— start Provided information —

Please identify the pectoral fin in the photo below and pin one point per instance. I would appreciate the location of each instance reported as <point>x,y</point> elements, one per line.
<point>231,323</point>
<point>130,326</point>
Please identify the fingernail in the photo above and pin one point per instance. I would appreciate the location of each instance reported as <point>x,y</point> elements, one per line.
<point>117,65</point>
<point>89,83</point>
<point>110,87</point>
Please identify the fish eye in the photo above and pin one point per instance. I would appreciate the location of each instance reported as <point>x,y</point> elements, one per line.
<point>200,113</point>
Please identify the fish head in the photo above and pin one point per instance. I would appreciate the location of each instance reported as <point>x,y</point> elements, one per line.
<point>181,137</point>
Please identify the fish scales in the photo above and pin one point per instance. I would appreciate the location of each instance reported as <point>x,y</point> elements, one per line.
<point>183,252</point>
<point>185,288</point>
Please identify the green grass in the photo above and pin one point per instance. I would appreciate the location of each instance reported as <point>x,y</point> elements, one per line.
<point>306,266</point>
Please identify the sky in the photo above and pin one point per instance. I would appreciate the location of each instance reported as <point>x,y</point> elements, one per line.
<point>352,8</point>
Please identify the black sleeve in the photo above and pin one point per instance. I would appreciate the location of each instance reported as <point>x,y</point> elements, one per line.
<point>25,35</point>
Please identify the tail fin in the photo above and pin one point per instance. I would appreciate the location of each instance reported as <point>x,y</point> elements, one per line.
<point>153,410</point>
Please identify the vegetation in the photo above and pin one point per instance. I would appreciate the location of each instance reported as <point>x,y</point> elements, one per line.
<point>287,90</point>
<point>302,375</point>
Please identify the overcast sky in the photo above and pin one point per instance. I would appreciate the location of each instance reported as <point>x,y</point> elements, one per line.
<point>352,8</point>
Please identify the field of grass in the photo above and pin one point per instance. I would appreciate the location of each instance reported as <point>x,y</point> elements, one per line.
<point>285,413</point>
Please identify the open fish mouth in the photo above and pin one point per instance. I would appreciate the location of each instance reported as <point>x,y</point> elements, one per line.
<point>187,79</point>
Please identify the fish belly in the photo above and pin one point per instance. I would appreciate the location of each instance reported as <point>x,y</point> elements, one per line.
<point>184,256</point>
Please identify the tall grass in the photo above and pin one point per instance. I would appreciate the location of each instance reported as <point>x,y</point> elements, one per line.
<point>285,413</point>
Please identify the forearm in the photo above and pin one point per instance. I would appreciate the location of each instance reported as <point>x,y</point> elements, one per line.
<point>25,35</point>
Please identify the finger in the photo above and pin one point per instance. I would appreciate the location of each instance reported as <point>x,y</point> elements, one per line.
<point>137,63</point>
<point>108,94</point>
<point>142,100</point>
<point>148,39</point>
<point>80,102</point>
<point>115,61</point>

— end Provided information —

Do this: Return each line of the material above word for word, in the same order.

Completed exercise:
Please identify the pectoral fin in the photo below and pin one point per instance. I would appreciate the location of each instance reported as <point>x,y</point> elements, one per line.
<point>231,323</point>
<point>130,326</point>
Please identify the fingernail in the photo above and pin one point per instance. I would appreciate the location of each instance reported as <point>x,y</point> elements, one per line.
<point>117,65</point>
<point>89,83</point>
<point>110,87</point>
Please identify the fish eye in the photo above and pin one point per instance. I would appreciate the location of each instance reported as <point>x,y</point> elements, one per line.
<point>200,113</point>
Please identify the fish head in the photo above and pin one point per instance. I would appreciate the location of each instance reported as <point>x,y</point> elements, one per line.
<point>181,137</point>
Please identify the fish scales in the photo above and pin one point per instance. I would appreciate the location of each instance reported as <point>x,y</point> elements, one per line.
<point>183,252</point>
<point>185,288</point>
Please identify the green grass in the photo above and pin one point per instance. I would appreciate the location of each instance reported as <point>x,y</point> elements, one per line.
<point>306,266</point>
Please identify the sky in the photo above and pin one point per instance. I would appreciate the location of each instance reported as <point>x,y</point> elements, one per line.
<point>352,8</point>
Please identify the black sleeve in the photo above and pin one point per instance. I would appreciate the location of each instance reported as <point>x,y</point> elements, one per line.
<point>25,35</point>
Please identify the tail fin in the photo above and pin one point per instance. I would appreciate the location of each instance reported as <point>x,y</point> elements, one per line.
<point>153,410</point>
Please identify the vegetation in the photo above and pin one point per instance. I would appreciate the location of each instance reported as <point>x,y</point> elements, one per line.
<point>287,90</point>
<point>302,375</point>
Please identify the overcast sky in the photo above and pin one point per instance. I would appreciate the location of each instance reported as <point>x,y</point> elements, one per line.
<point>352,8</point>
Please identify the field of grass in the photo above and pin one point per instance. I would appreciate the location of each instance reported as <point>x,y</point> elements, one per line.
<point>285,413</point>
Please identify the open fish mouth in the photo above and pin one point per instance. I would appreciate the location of each instance reported as <point>x,y</point> elements, one per line.
<point>187,79</point>
Please identify the fish belly in the photo above and pin one point per instance. I would appreciate the location of each instance reported as <point>x,y</point> elements, one per line.
<point>184,256</point>
Please identify the tall grass in the photo above and pin one point per instance. I would appreciate the location of each instance reported as <point>x,y</point> elements, one per line.
<point>285,413</point>
Please identify the forearm in the photo above and pin one point per instance. I would appreciate the location of each instance reported as <point>x,y</point> elements, one per line.
<point>25,35</point>
Please identify the finger in the photo above and pin one point per instance. I would appreciate the location of each instance reported as <point>x,y</point> elements, one per line.
<point>137,63</point>
<point>108,94</point>
<point>142,100</point>
<point>148,39</point>
<point>80,102</point>
<point>115,61</point>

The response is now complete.